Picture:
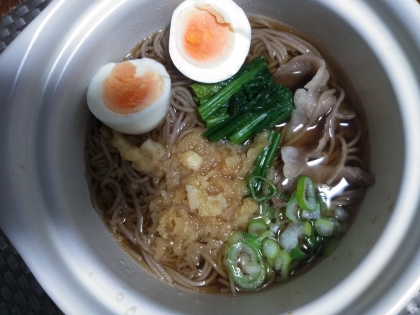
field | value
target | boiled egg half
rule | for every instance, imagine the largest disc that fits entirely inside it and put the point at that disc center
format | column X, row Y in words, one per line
column 209, row 39
column 130, row 97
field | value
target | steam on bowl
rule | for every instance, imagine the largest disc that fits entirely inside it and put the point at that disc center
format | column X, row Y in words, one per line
column 47, row 209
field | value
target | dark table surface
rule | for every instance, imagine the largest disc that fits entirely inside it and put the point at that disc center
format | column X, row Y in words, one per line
column 20, row 293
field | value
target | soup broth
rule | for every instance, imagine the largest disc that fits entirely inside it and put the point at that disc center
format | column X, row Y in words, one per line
column 176, row 201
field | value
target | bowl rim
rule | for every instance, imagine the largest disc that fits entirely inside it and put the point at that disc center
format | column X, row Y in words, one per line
column 18, row 57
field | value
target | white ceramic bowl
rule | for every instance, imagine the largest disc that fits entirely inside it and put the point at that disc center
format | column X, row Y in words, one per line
column 45, row 206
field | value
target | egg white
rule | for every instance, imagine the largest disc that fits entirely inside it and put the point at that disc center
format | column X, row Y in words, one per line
column 135, row 123
column 224, row 67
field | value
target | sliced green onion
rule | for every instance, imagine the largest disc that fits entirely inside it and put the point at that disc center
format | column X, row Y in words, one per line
column 306, row 194
column 289, row 238
column 324, row 227
column 298, row 253
column 330, row 246
column 281, row 263
column 246, row 266
column 270, row 248
column 257, row 226
column 311, row 241
column 306, row 228
column 292, row 208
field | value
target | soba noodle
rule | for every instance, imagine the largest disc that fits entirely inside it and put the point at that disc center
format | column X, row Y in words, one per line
column 122, row 195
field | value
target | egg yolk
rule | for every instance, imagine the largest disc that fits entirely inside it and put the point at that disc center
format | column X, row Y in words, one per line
column 126, row 93
column 205, row 37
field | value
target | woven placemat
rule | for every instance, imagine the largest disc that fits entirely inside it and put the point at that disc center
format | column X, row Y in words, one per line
column 20, row 293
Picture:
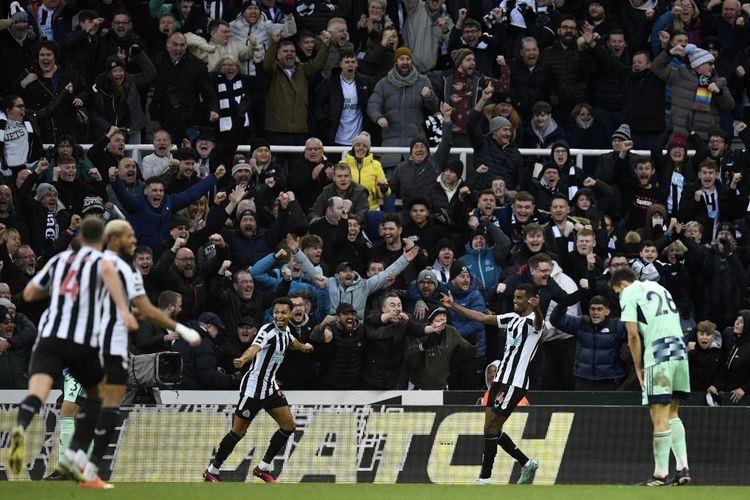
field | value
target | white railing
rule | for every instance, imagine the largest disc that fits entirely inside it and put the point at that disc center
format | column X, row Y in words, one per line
column 137, row 151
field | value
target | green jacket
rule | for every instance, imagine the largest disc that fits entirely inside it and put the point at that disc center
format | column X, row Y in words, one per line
column 287, row 98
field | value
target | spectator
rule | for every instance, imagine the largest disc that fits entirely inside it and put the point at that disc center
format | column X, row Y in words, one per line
column 183, row 97
column 151, row 338
column 241, row 300
column 698, row 95
column 340, row 345
column 387, row 330
column 705, row 358
column 643, row 101
column 116, row 99
column 429, row 357
column 467, row 369
column 418, row 171
column 21, row 145
column 571, row 66
column 398, row 102
column 342, row 101
column 13, row 363
column 367, row 171
column 253, row 27
column 347, row 284
column 158, row 162
column 287, row 98
column 530, row 79
column 343, row 187
column 299, row 372
column 200, row 364
column 495, row 154
column 17, row 48
column 152, row 211
column 599, row 339
column 310, row 174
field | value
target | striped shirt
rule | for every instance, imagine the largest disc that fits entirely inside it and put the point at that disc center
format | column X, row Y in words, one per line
column 521, row 342
column 260, row 380
column 114, row 333
column 76, row 291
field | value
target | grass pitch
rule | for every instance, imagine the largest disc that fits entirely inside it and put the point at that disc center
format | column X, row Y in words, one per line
column 308, row 491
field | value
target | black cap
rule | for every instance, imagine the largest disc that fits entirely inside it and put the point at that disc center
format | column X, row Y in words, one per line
column 343, row 266
column 179, row 220
column 5, row 315
column 345, row 307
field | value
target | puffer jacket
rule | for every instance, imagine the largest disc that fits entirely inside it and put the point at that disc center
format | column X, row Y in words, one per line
column 684, row 82
column 399, row 100
column 341, row 359
column 106, row 110
column 357, row 293
column 470, row 330
column 597, row 346
column 368, row 176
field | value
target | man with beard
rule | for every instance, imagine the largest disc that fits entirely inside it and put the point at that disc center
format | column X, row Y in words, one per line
column 310, row 174
column 297, row 370
column 108, row 150
column 340, row 346
column 242, row 300
column 158, row 162
column 151, row 212
column 184, row 176
column 570, row 67
column 177, row 270
column 287, row 99
column 399, row 102
column 127, row 171
column 347, row 283
column 151, row 338
column 643, row 102
column 343, row 187
column 495, row 153
column 530, row 79
column 233, row 347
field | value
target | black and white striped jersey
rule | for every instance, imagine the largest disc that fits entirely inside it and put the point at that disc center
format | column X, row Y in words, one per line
column 76, row 291
column 521, row 342
column 114, row 333
column 260, row 380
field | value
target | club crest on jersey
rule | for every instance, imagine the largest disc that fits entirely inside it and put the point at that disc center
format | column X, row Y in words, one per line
column 499, row 400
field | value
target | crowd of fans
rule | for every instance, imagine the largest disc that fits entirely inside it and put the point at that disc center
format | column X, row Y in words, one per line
column 366, row 246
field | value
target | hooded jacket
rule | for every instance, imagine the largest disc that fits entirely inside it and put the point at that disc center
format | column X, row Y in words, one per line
column 356, row 294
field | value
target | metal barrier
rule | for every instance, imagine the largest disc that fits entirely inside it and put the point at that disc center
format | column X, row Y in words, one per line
column 137, row 151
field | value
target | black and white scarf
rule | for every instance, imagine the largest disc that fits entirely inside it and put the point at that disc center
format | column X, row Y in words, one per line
column 230, row 94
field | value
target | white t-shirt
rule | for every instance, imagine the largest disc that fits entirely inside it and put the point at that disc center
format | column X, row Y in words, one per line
column 16, row 139
column 351, row 116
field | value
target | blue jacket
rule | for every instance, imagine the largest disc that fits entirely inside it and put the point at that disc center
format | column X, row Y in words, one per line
column 151, row 225
column 267, row 279
column 484, row 264
column 472, row 299
column 597, row 347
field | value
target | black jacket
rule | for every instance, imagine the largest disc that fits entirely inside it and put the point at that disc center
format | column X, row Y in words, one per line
column 341, row 359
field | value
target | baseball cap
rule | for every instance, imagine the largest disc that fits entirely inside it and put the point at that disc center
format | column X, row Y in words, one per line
column 211, row 319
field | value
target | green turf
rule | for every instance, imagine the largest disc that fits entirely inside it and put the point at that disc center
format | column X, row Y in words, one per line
column 318, row 491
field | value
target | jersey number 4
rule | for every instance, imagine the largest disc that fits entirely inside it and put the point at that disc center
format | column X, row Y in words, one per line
column 660, row 309
column 70, row 285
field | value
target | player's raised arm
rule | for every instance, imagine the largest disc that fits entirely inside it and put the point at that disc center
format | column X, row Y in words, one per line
column 538, row 316
column 114, row 285
column 299, row 346
column 634, row 343
column 446, row 300
column 156, row 316
column 247, row 356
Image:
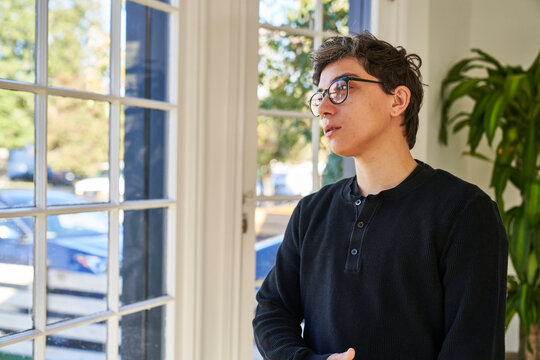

*****

(GIVEN INSTRUCTION) Find each line in the items above that contains the word "green" and copy it out, treating uppercase and lowercase as different.

(SOLUTION FOR THIS PROBLEM)
target | sliced green onion
target | green jacket
target | green turf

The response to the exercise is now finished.